■ **Stated exercise**
Reproduce the records from their start through the line that contains "[[[319,84],[302,84],[299,90],[308,103],[320,103],[327,97]]]", with "green leaf" replaced by "yellow leaf" and nothing else changed.

▼

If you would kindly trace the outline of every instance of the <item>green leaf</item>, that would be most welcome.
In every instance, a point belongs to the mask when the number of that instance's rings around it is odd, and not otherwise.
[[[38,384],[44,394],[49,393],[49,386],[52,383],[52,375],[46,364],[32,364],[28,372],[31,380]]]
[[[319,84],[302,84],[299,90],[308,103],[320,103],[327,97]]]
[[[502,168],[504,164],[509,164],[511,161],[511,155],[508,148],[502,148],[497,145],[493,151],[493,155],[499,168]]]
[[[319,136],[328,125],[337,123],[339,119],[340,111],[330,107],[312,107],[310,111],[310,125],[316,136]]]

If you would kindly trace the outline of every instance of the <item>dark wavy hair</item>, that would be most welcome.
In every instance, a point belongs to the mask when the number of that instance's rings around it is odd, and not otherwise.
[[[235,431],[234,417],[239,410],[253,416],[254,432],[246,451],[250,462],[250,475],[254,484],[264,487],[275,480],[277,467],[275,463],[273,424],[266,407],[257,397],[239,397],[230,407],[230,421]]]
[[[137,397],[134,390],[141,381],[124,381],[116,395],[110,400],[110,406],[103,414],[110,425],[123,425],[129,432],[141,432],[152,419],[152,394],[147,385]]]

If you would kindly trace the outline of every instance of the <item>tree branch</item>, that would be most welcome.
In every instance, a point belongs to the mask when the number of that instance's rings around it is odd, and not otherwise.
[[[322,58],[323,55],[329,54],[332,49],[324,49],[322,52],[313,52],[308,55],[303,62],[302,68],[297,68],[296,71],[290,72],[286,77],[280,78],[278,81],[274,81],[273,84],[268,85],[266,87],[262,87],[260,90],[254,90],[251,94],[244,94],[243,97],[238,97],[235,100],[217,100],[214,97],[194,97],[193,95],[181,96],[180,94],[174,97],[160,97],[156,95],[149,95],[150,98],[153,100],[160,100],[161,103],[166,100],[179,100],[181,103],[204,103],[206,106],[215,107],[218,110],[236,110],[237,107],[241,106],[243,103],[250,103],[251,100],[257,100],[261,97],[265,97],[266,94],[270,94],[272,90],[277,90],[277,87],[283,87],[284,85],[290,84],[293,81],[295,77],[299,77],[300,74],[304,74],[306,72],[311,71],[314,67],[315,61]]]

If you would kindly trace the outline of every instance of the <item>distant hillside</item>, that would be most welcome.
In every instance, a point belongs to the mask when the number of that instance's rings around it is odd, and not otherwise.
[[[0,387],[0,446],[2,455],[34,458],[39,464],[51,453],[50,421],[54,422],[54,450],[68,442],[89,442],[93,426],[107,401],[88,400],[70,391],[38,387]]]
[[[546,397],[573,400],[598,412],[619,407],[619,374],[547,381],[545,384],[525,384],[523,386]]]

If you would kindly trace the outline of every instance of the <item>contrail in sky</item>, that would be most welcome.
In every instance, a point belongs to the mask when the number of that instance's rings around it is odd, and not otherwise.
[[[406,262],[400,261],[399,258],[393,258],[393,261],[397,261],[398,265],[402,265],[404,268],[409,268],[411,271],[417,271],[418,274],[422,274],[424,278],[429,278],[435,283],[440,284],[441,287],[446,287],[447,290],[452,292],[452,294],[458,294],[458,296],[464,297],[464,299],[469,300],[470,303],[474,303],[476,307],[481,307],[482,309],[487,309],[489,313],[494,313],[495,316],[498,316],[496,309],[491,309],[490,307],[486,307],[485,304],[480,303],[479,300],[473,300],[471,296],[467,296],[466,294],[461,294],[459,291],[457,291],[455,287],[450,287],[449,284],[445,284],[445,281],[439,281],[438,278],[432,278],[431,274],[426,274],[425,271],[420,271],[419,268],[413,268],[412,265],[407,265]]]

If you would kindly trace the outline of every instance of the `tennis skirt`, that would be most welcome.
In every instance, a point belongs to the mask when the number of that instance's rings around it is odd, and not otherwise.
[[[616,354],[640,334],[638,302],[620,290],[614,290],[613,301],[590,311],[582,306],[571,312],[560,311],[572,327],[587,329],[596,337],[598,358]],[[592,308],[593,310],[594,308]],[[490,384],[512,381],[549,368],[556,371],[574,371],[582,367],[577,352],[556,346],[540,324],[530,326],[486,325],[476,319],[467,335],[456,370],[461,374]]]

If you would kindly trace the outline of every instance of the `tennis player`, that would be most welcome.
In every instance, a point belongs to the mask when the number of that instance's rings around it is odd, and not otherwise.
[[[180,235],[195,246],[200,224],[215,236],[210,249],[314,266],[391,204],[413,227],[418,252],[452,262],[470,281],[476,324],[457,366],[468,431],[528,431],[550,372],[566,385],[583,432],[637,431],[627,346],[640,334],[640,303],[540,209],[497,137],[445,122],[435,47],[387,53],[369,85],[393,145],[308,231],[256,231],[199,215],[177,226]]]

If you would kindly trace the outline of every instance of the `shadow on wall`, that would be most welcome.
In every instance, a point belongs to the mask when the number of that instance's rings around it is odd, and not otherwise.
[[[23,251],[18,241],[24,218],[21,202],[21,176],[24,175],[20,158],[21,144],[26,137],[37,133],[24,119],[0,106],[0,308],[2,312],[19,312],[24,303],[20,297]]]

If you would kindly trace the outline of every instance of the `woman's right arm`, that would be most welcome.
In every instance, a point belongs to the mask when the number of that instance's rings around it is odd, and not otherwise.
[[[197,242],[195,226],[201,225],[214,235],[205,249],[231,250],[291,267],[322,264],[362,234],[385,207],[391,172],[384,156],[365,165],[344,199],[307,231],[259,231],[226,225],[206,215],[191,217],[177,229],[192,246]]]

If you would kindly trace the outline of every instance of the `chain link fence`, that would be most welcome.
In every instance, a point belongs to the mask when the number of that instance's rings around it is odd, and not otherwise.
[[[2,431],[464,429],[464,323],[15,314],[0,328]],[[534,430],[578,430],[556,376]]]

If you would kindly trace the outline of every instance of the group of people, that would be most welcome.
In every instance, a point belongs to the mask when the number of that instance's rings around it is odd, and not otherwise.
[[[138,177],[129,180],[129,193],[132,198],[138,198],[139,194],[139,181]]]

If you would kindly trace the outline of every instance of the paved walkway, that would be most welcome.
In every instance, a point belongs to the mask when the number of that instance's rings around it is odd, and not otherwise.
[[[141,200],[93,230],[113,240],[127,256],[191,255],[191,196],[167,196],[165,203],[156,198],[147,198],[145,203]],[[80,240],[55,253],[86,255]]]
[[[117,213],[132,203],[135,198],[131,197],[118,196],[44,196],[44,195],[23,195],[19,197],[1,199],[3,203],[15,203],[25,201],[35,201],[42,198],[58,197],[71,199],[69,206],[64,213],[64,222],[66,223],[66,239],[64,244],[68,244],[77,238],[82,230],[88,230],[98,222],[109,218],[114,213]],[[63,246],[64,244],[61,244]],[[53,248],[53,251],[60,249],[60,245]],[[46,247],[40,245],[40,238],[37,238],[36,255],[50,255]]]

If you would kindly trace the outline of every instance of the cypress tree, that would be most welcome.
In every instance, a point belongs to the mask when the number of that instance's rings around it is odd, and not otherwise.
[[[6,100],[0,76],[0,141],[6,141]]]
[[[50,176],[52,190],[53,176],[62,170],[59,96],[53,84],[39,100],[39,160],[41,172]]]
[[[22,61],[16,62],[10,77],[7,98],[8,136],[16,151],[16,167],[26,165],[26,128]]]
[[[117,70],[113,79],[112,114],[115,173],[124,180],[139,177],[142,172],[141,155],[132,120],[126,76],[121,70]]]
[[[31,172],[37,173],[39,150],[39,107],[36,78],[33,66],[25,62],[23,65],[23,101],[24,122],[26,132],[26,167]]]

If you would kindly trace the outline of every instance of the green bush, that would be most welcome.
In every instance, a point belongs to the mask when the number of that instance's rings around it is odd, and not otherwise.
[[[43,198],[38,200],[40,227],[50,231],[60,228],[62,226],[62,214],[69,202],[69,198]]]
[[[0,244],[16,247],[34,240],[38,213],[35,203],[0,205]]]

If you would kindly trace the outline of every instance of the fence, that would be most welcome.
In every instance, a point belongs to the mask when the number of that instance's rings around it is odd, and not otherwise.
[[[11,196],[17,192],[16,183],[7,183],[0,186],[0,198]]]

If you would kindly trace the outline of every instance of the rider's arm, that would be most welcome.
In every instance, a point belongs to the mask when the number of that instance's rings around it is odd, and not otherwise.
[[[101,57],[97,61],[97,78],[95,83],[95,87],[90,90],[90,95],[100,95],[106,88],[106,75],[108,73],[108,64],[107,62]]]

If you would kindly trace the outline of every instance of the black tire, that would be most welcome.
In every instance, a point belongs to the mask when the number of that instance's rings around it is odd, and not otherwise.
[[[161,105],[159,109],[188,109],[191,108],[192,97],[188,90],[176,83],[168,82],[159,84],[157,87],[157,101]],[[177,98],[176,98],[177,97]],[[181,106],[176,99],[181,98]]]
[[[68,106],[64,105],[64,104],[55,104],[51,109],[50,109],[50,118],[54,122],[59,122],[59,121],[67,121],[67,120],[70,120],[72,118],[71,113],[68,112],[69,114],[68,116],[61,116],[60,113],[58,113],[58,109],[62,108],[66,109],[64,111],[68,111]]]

▲

■ **Finished exercise**
If you would kindly trace the outline of every instance of the <item>yellow leaf</item>, that would be most welcome.
In every instance, a point belongs to the mask when the number of that instance's rings around it is odd, and not otherwise.
[[[38,384],[44,394],[49,393],[49,386],[52,383],[52,375],[46,364],[32,364],[28,372],[31,380]]]
[[[319,84],[302,84],[299,90],[308,103],[320,103],[327,97]]]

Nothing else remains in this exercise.